Texto para leitura =
Apesar das complicações impostas pela presença de um ex-papa vivo no Vaticano, Francisco conseguiu realizar reformas
Apesar das complicações impostas pela presença de um ex-papa vivo no Vaticano, Francisco conseguiu realizar reformas AFP

Com a morte de Bento XVI, o Papa Francisco entra em uma nova fase de seu papado livre das amarras de coexistir com um antecessor, mas as críticas conservadoras às suas reformas podem não terminar.

Pela primeira vez desde sua eleição em 2013, o pontífice argentino está diretamente no comando da Igreja Católica e de seus 1,3 bilhão de fiéis sem outro homem de branco - o ex-papa Bento XVI - também no Vaticano.

Desde a inesperada renúncia de Bento XVI, uma década atrás, até sua morte no sábado, aos 95 anos, a presença prolongada do teólogo alemão no Vaticano causou confusão dentro da Igreja, alimentando uma dinâmica de "dois papas" às vezes explorada pelos críticos de Francisco.

A morte de Bento XVI "acaba com um mal-entendido, uma situação de ambiguidade, na qual (Joseph) Ratzinger poderia ser usado como padrão pelos oponentes de Francisco", disse à AFP o especialista vaticano Marco Politi, usando o nome de batismo do ex-papa.

Embora prometendo levar uma vida pós-papado de silenciosa contemplação e estudo após sua renúncia, Bento XVI mais tarde opinou sobre as questões explosivas do abuso sexual clerical e a possibilidade de padres casados.

Sua contribuição para um livro em janeiro de 2020 sobre o celibato foi vista como uma tentativa de impulsionar a causa da ala ultraconservadora da Igreja.

Registros de dados =

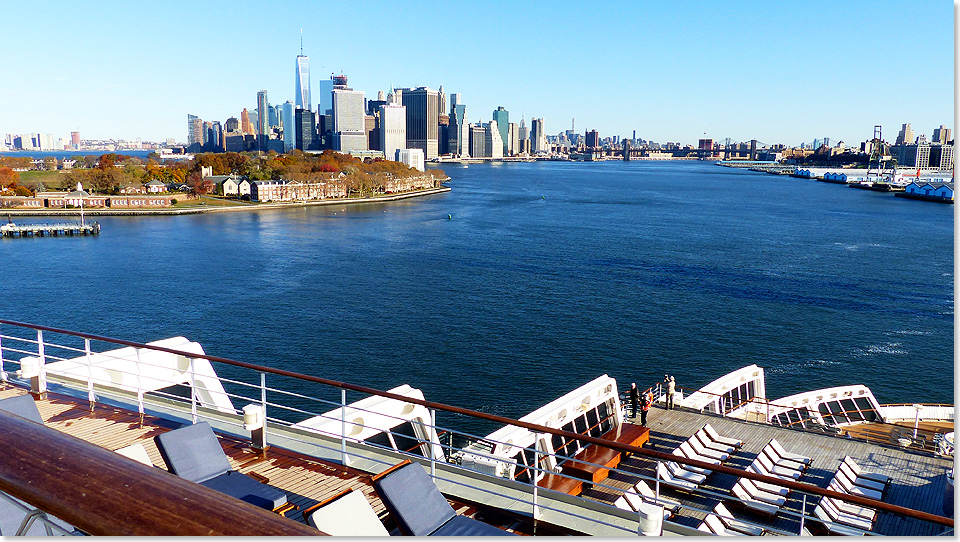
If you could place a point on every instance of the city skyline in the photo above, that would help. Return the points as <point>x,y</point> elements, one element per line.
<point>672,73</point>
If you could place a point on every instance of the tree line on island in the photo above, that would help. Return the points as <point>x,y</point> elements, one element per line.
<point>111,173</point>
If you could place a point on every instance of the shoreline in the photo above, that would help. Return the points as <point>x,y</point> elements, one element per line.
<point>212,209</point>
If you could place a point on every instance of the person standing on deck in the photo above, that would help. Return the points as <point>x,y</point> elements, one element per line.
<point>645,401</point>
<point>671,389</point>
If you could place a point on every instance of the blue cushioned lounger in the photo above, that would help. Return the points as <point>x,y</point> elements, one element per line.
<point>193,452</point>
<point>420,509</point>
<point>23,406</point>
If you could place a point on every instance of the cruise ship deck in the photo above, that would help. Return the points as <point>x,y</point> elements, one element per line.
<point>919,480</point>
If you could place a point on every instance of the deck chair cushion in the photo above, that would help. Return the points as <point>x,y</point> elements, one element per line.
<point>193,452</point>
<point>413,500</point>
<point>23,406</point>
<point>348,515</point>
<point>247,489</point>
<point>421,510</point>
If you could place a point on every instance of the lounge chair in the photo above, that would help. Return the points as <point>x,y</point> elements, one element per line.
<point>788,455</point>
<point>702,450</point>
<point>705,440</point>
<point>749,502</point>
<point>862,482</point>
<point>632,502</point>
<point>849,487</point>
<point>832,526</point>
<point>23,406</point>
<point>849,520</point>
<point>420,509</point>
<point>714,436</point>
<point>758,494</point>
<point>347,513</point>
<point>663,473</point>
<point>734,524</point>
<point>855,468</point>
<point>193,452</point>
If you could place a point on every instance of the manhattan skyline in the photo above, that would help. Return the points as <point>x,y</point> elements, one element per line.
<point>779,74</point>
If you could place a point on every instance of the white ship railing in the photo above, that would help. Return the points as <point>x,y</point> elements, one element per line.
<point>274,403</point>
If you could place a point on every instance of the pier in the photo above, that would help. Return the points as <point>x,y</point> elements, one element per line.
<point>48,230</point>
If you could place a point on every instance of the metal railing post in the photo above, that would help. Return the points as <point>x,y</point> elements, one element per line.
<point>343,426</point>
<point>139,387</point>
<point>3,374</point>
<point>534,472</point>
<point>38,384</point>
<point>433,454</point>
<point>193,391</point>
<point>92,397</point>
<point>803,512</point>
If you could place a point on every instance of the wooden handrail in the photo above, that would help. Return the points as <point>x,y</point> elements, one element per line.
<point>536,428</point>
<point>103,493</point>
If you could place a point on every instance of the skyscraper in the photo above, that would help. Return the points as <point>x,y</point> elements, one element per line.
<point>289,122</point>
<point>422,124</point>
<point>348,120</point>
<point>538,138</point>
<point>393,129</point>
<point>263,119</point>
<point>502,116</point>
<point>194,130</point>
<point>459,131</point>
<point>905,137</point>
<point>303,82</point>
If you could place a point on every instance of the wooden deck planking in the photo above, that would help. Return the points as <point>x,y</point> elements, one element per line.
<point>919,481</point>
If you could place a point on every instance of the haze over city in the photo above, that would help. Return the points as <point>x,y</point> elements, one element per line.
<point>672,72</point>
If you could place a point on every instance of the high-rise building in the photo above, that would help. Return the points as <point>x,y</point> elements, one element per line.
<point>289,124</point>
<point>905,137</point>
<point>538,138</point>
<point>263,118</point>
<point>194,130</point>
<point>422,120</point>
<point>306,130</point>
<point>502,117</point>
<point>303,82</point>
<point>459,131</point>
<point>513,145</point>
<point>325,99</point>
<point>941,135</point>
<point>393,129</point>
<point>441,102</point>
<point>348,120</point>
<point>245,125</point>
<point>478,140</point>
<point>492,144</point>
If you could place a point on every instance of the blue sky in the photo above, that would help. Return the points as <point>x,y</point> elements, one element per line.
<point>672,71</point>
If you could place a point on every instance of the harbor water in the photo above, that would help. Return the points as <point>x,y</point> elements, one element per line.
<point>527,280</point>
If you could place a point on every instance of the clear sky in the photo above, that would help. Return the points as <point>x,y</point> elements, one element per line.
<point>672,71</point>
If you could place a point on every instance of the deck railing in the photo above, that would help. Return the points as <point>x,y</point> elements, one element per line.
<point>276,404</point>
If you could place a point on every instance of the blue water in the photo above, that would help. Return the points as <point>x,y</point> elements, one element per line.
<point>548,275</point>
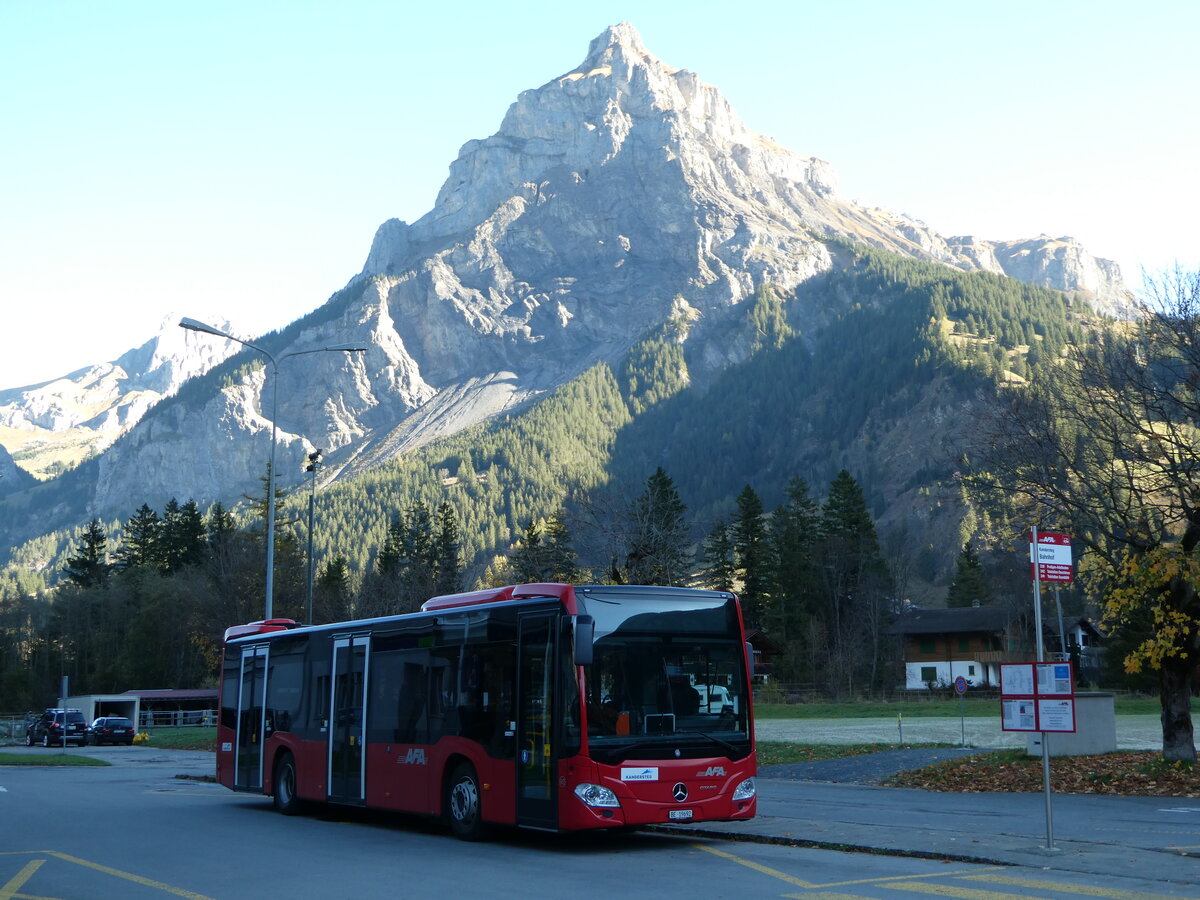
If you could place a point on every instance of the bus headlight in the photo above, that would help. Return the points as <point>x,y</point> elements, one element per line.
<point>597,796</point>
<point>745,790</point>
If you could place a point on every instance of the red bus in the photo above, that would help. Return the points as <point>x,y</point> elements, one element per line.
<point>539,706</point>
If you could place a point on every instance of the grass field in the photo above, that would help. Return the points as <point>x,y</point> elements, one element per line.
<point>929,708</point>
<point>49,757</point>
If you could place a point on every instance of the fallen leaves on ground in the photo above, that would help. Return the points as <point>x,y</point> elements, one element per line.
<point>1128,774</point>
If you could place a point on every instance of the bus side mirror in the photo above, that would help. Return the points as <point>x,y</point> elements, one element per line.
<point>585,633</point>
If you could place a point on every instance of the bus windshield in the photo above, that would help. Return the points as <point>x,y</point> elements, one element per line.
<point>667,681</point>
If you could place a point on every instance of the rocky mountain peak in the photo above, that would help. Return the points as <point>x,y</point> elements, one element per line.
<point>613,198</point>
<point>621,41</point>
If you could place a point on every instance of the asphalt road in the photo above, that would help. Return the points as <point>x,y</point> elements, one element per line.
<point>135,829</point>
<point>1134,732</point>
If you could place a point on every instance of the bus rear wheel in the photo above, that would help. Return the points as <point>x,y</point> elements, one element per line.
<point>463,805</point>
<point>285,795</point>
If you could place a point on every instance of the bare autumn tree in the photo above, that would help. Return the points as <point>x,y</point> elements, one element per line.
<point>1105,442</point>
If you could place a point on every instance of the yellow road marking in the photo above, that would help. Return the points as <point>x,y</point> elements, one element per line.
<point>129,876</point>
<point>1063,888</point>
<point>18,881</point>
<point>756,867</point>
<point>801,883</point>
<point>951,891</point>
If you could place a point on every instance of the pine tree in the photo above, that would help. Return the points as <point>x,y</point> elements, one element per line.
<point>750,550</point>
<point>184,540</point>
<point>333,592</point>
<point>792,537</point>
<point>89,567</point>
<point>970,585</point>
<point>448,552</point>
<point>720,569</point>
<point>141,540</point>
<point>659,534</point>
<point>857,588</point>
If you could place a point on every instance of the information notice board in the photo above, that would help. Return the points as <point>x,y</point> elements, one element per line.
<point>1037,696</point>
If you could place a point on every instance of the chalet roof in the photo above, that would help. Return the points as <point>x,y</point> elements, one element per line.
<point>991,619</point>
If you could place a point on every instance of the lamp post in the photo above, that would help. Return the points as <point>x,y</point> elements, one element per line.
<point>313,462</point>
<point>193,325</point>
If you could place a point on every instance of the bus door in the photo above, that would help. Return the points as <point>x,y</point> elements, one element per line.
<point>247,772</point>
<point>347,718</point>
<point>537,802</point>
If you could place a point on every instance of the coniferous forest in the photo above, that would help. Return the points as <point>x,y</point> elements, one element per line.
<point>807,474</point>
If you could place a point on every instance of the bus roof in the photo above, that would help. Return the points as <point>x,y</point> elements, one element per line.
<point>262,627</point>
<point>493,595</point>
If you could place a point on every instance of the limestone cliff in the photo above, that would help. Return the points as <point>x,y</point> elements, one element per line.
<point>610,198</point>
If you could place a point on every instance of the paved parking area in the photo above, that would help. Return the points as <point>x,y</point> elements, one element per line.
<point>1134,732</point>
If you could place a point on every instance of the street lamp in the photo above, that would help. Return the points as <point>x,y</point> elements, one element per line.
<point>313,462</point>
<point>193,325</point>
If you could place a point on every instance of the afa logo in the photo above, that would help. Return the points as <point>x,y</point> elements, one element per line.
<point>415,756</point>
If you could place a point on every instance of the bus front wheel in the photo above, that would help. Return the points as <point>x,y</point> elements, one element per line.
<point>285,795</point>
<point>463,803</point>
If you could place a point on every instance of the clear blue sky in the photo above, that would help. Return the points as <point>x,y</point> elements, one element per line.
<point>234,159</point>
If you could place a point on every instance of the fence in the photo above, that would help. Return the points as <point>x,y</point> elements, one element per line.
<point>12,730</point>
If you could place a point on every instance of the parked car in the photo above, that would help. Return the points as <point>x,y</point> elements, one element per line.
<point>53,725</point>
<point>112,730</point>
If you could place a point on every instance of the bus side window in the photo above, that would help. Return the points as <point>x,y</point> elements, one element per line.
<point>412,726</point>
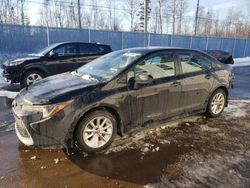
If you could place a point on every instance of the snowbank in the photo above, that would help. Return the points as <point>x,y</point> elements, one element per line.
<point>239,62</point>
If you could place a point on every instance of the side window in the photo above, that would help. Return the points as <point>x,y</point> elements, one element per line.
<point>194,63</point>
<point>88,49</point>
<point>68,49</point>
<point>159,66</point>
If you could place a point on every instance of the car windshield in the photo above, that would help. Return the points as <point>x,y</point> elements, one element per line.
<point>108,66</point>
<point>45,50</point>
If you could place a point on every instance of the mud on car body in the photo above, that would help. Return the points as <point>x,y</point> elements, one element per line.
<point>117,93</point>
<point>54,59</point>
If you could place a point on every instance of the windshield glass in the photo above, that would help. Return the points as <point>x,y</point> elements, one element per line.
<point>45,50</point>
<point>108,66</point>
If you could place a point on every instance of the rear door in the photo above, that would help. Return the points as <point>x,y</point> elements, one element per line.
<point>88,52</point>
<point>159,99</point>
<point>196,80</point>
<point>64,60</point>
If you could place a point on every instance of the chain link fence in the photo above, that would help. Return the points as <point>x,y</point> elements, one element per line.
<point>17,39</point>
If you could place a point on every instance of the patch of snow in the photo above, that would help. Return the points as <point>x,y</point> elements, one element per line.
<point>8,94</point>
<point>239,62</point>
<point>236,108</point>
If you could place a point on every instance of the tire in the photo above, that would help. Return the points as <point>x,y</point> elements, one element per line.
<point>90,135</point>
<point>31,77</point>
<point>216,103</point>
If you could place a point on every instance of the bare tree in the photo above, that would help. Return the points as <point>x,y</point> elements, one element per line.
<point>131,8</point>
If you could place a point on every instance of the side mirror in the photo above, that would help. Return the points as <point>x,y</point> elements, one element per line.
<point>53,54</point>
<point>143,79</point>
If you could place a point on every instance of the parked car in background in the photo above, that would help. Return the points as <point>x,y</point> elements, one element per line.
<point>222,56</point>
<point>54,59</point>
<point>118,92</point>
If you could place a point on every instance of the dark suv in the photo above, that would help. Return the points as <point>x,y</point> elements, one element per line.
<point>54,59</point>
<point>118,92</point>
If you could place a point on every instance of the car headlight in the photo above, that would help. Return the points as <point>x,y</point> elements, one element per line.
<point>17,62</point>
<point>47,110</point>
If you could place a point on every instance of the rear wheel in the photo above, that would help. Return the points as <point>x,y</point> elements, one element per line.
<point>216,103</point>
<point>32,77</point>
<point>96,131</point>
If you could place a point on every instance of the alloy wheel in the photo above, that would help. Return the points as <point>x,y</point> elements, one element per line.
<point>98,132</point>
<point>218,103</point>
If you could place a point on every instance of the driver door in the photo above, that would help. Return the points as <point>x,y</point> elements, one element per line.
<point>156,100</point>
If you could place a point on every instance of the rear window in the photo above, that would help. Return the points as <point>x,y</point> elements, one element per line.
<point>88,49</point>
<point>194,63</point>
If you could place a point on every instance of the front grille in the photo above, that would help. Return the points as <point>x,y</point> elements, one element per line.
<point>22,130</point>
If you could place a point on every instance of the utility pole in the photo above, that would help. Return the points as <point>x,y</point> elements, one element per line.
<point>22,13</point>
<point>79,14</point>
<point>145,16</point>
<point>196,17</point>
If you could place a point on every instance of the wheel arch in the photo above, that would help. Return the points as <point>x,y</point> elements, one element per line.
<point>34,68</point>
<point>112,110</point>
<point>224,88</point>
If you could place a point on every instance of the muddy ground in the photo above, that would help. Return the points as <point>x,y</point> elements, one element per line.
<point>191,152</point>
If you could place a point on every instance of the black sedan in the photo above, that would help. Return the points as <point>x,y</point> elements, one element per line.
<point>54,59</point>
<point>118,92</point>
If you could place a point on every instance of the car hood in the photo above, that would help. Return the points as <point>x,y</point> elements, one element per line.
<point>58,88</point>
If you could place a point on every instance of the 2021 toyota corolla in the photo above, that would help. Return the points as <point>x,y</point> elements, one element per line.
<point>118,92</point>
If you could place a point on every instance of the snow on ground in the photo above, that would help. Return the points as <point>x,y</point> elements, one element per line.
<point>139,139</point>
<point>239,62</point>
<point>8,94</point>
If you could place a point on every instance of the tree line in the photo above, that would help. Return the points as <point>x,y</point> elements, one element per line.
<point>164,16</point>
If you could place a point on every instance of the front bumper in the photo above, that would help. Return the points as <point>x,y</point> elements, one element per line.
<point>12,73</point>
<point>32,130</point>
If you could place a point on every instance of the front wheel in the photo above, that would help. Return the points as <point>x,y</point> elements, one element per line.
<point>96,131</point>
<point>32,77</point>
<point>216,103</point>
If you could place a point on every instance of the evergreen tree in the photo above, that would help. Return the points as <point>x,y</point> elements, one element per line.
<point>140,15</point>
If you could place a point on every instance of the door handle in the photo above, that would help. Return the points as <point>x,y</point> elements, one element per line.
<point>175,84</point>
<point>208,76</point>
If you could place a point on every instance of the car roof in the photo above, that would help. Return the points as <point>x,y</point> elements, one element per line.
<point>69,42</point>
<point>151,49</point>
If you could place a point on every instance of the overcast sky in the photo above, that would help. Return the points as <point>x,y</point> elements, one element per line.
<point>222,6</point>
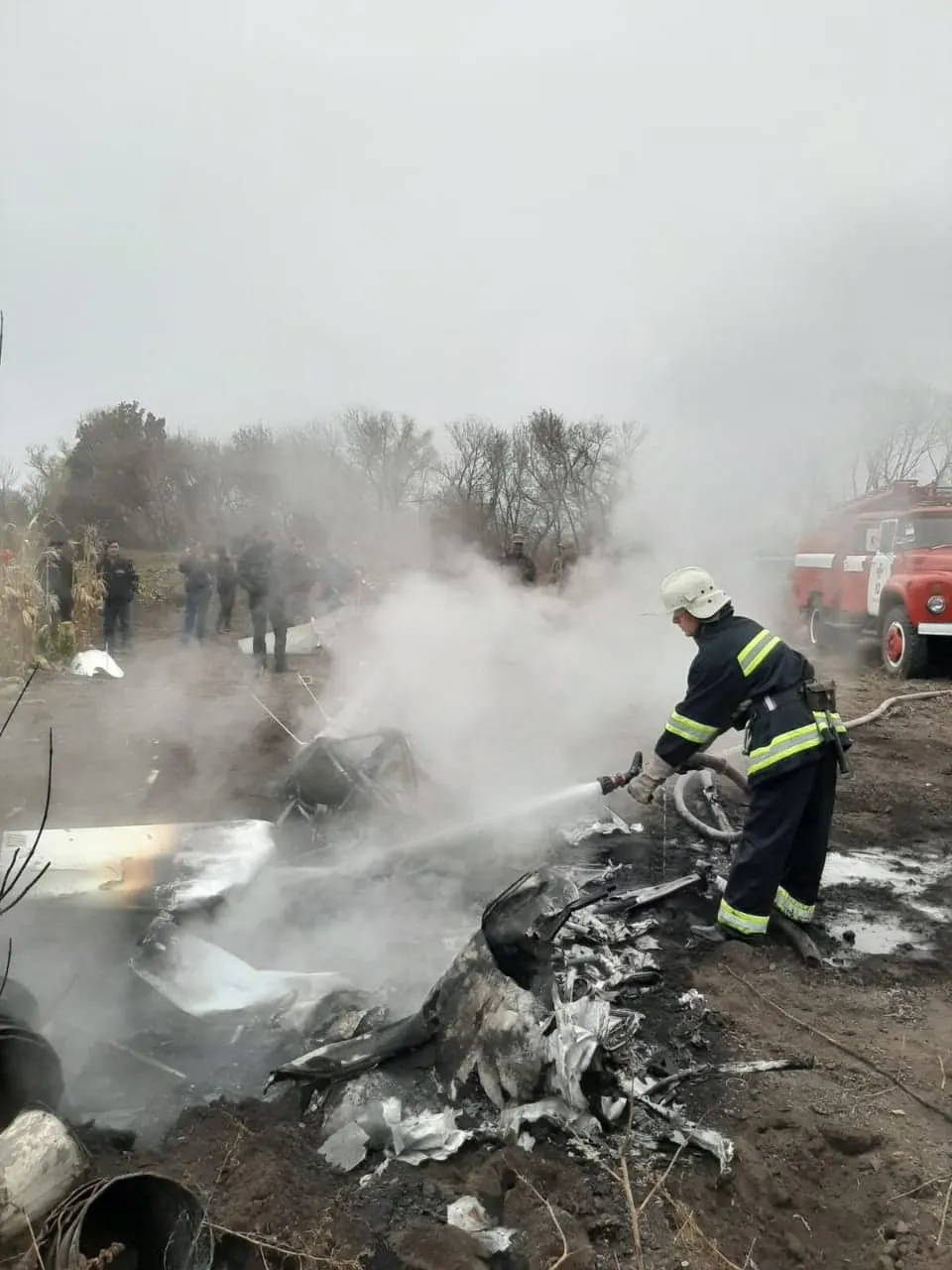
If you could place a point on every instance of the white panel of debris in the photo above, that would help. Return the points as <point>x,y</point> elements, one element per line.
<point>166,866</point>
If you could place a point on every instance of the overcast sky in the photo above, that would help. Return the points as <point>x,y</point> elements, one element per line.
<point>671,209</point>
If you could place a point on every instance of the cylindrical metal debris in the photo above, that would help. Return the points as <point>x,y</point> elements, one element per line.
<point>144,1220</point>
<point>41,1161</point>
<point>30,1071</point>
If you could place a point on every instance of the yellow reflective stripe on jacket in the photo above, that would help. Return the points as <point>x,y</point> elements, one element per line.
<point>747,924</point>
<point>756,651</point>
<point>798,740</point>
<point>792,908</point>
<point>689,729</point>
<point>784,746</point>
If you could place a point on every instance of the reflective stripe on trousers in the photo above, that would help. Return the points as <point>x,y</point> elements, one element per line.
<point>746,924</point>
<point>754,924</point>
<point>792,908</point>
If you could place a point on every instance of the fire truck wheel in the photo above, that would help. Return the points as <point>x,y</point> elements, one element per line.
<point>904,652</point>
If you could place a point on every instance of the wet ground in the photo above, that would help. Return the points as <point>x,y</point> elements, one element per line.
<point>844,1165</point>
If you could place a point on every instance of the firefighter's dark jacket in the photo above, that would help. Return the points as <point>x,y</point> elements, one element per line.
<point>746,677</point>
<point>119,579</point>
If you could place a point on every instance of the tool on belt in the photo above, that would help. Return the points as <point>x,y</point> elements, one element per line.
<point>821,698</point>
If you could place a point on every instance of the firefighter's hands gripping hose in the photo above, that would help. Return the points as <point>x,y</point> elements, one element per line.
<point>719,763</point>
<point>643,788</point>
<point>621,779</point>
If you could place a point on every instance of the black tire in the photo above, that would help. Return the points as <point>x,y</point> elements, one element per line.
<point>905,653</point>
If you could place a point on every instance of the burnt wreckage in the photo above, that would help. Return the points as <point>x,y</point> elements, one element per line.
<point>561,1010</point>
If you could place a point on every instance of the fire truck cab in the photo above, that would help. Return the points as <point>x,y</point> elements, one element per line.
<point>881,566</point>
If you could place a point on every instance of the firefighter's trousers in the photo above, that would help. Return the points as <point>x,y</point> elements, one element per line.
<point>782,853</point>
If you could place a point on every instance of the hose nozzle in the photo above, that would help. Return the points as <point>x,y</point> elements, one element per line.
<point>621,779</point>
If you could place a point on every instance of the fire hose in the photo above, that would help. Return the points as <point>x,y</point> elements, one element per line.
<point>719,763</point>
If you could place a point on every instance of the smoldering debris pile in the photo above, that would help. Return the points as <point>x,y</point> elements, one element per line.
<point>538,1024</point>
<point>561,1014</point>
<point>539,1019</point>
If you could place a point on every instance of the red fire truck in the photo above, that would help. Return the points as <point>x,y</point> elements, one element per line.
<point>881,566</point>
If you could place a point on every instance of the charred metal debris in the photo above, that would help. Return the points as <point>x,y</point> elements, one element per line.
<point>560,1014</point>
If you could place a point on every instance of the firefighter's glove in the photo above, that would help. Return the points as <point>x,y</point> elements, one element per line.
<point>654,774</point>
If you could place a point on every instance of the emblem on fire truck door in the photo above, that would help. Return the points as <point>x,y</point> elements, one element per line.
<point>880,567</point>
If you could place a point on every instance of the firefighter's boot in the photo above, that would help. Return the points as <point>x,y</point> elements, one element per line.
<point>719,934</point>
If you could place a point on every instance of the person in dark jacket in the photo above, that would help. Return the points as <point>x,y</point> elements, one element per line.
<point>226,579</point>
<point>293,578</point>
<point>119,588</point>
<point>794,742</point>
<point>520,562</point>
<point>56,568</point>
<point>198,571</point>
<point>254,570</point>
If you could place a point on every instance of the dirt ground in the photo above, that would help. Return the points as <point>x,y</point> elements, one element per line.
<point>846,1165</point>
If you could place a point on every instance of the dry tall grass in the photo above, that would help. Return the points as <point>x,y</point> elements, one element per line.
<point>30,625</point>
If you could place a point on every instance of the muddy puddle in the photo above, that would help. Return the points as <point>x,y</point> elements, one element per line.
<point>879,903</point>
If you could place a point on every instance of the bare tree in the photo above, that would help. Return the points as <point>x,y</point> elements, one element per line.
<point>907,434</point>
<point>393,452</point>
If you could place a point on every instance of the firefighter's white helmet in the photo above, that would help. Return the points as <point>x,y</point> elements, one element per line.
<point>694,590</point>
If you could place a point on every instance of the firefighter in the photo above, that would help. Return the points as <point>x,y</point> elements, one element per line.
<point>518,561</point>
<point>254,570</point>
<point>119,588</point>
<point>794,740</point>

Instruções das tarefas =
**1)** Reproduza, do texto sobre o papado de Francisco após a morte de Bento XVI, o trecho que vai de "Pela primeira vez" até "críticos de Francisco.".
**2)** Apresente como uma lista JSON de strings, com uma string para cada linha e sem as linhas em branco, somente o trecho dos registros que vai da linha que contém "of the shoreline" até a linha que contém "<point>212,209</point>", incluindo ambas.

Respostas das tarefas =
**1)**
Pela primeira vez desde sua eleição em 2013, o pontífice argentino está diretamente no comando da Igreja Católica e de seus 1,3 bilhão de fiéis sem outro homem de branco - o ex-papa Bento XVI - também no Vaticano.

Desde a inesperada renúncia de Bento XVI, uma década atrás, até sua morte no sábado, aos 95 anos, a presença prolongada do teólogo alemão no Vaticano causou confusão dentro da Igreja, alimentando uma dinâmica de "dois papas" às vezes explorada pelos críticos de Francisco.

**2)**
[
  "If you could place a point on every instance of the shoreline in the photo above, that would help. Return the points as <point>x,y</point> elements, one element per line.",
  "<point>212,209</point>"
]